■ Fonte
---

Toda Lisboa ficou preocupada. No
círculo mais aristocrático da cidade,
um velho diplomata, vivido e sofrido
no mundo e nas mulheres, veio a saber
que o estrago fora feito na altura dos
quadris. Onde, exatamente, ninguém
sabia.
Penalizado, o velho fauno suspirou:
""Na melhor parte, sei o que estou dizendo, na melhor parte..." (estou citando de memória, as palavras podem
não ser essas).
Minha agonia era dupla: primeiro,
por não saber em que altura dos quadris o ferro em brasa queimara a mulher; segundo, e principalmente, qual
seria essa melhor parte de uma mulher, não da heroína de Eça, mas de
qualquer mulher.
Aliás, não tenho certeza se o Eça
usou a palavra ""parte" ou ""naco".
Acho que naco é mais suculento.
Mas que naco seria esse? Dando de
barato que o velho sátiro fosse um entendido, deve-se supor que ele sabia o
que estava dizendo. Volta e meia, me
surpreendo pensando nesse trecho de
""Os Maias" e descubro que, ao contrário do fauno inventado pelo Eça, eu
vou mudando de opinião de acordo
com o tempo, a oportunidade e a mulher.

---

■ Registros de dados
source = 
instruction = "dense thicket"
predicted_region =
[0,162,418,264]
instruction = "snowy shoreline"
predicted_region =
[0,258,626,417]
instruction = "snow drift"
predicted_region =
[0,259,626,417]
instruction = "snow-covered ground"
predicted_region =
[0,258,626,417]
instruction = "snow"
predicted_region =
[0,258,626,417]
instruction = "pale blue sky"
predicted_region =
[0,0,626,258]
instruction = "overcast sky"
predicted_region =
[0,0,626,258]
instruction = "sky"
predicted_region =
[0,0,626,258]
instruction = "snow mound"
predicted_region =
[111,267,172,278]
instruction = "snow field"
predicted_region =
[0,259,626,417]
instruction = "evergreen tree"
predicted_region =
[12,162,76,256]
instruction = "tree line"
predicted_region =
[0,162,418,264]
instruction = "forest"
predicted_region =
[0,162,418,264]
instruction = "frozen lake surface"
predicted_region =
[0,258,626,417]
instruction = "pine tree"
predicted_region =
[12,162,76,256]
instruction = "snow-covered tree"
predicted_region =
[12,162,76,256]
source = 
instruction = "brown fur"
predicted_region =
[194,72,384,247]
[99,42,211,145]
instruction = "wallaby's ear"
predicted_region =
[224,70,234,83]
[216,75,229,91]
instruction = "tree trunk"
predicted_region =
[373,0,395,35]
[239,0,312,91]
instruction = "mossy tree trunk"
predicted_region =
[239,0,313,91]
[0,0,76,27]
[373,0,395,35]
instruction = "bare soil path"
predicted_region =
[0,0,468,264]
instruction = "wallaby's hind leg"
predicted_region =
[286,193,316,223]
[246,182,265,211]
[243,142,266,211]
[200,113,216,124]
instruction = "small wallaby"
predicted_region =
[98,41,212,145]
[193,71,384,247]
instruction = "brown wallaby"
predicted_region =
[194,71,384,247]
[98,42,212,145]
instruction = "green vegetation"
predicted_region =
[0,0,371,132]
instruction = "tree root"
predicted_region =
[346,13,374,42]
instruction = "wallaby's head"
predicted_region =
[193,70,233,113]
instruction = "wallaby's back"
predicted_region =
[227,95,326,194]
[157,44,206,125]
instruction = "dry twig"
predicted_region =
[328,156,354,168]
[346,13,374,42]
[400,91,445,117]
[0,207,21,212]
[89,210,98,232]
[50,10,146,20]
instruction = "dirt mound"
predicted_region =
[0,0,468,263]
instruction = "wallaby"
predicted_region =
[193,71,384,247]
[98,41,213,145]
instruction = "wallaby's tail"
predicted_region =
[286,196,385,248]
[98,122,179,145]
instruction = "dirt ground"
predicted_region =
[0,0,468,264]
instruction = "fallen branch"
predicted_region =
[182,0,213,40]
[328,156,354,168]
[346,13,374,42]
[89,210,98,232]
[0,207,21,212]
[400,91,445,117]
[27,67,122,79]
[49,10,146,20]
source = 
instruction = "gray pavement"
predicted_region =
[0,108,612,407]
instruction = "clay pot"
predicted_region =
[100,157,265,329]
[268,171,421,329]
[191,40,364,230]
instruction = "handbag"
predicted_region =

---

■ O que fazer
A) Transcreva sem alterações as linhas dos registros, do começo deles até a linha com "[111,267,172,278]", incluindo essa linha.
B) Dê seguimento ao texto sobre o trecho de "Os Maias" e a melhor parte de uma mulher, começando logo depois da última frase.
O texto e os registros são materiais independentes entre si.

■ Resultados finais
A)
source = 
instruction = "dense thicket"
predicted_region =
[0,162,418,264]
instruction = "snowy shoreline"
predicted_region =
[0,258,626,417]
instruction = "snow drift"
predicted_region =
[0,259,626,417]
instruction = "snow-covered ground"
predicted_region =
[0,258,626,417]
instruction = "snow"
predicted_region =
[0,258,626,417]
instruction = "pale blue sky"
predicted_region =
[0,0,626,258]
instruction = "overcast sky"
predicted_region =
[0,0,626,258]
instruction = "sky"
predicted_region =
[0,0,626,258]
instruction = "snow mound"
predicted_region =
[111,267,172,278]

B)
Quanto à oportunidade, quando se
tem a mulher inteira, todos os pedaços
parecem bons. Quanto ao tempo,
quando era jovem, o que mais me
atraía eram o rosto, os cabelos, os
olhos, o modo de andar. Com a chegada dos anos, acho que fui ficando parecido com o sátiro do Eça e aos poucos me fixei provavelmente na mesma
região avariada pelo ferro de passar
roupa.
Finalmente, quanto à mulher, ela
nem sempre necessita ter parte alguma, ou melhor, nem é parte. É um todo que constitui o melhor.